[RECORDS SUPPLIED]

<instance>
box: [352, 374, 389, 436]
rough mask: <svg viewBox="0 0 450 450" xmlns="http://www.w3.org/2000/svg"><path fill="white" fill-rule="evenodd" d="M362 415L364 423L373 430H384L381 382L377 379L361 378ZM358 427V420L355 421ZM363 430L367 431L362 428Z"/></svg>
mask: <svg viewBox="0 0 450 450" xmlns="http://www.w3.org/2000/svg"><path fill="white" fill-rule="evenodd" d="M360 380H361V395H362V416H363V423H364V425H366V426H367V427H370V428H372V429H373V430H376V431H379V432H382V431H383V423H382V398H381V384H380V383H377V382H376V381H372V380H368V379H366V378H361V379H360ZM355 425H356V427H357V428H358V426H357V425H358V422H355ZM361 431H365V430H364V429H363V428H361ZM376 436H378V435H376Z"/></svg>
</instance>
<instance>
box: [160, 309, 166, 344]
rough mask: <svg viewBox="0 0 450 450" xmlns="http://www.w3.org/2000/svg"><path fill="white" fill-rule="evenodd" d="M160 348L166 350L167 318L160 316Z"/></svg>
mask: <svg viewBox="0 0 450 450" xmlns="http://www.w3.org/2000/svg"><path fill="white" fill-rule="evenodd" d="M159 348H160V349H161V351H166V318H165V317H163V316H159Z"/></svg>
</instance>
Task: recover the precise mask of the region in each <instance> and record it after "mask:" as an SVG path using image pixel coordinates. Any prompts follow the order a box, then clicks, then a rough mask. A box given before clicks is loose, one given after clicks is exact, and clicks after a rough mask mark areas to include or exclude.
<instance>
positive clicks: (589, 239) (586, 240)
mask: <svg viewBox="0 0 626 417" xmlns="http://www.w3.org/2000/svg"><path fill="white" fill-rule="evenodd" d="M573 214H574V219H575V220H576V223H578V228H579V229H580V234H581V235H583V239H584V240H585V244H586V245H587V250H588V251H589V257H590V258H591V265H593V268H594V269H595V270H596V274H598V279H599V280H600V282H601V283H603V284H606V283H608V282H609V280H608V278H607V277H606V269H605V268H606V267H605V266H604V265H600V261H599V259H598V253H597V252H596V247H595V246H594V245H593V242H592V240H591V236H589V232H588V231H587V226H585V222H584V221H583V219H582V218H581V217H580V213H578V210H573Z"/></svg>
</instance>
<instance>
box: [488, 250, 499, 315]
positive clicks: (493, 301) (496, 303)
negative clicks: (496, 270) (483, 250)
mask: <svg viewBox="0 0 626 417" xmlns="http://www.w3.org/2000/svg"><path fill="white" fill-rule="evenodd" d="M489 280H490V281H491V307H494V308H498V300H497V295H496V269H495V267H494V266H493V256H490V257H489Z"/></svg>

[/RECORDS SUPPLIED]

### PROBLEM TO SOLVE
Reproduce all of the data above, swapping each occurrence of "rough mask" for "coarse mask" and leaving everything else unchanged.

### ANSWER AREA
<instance>
box: [352, 374, 389, 436]
coarse mask: <svg viewBox="0 0 450 450" xmlns="http://www.w3.org/2000/svg"><path fill="white" fill-rule="evenodd" d="M362 415L364 423L373 430H384L381 382L377 379L361 378ZM358 427V420L355 421ZM363 430L367 431L362 428Z"/></svg>
mask: <svg viewBox="0 0 450 450" xmlns="http://www.w3.org/2000/svg"><path fill="white" fill-rule="evenodd" d="M360 380H361V395H362V416H363V423H364V425H366V426H367V427H370V428H372V429H373V430H376V431H379V432H382V431H383V423H382V398H381V384H380V383H377V382H376V381H372V380H368V379H366V378H361V379H360ZM355 425H356V427H357V428H358V426H357V425H358V422H355ZM361 431H365V430H364V429H363V428H361ZM376 436H378V435H376Z"/></svg>
</instance>
<instance>
box: [160, 309, 166, 344]
coarse mask: <svg viewBox="0 0 450 450" xmlns="http://www.w3.org/2000/svg"><path fill="white" fill-rule="evenodd" d="M160 348L166 350L167 318L160 316Z"/></svg>
mask: <svg viewBox="0 0 450 450" xmlns="http://www.w3.org/2000/svg"><path fill="white" fill-rule="evenodd" d="M159 348H160V349H161V351H166V318H165V317H163V316H159Z"/></svg>
</instance>
Task: recover the precise mask of the region in each <instance> and record it after "mask:" as an SVG path using image pixel coordinates. Any prompts follow the order a box, then clicks, then a coarse mask. A box given before clicks is loose, one given after clicks is exact, and clicks after a coarse mask mark areas to include or exclude.
<instance>
positive clicks: (589, 239) (586, 240)
mask: <svg viewBox="0 0 626 417" xmlns="http://www.w3.org/2000/svg"><path fill="white" fill-rule="evenodd" d="M573 214H574V219H575V220H576V223H578V228H579V229H580V234H581V235H583V239H584V240H585V244H586V245H587V250H588V251H589V257H590V258H591V265H593V268H594V269H595V270H596V274H598V279H599V280H600V282H601V283H603V284H606V283H608V282H609V280H608V278H607V277H606V269H605V268H606V267H605V266H604V265H600V261H599V259H598V253H597V252H596V247H595V246H594V245H593V242H592V240H591V236H589V232H588V231H587V226H585V222H584V221H583V219H582V218H581V217H580V213H578V210H573Z"/></svg>
</instance>
<instance>
box: [488, 250, 499, 315]
positive clicks: (493, 301) (496, 303)
negative clicks: (496, 270) (483, 250)
mask: <svg viewBox="0 0 626 417" xmlns="http://www.w3.org/2000/svg"><path fill="white" fill-rule="evenodd" d="M489 280H490V281H491V307H494V308H498V300H497V295H496V269H495V267H494V266H493V256H490V257H489Z"/></svg>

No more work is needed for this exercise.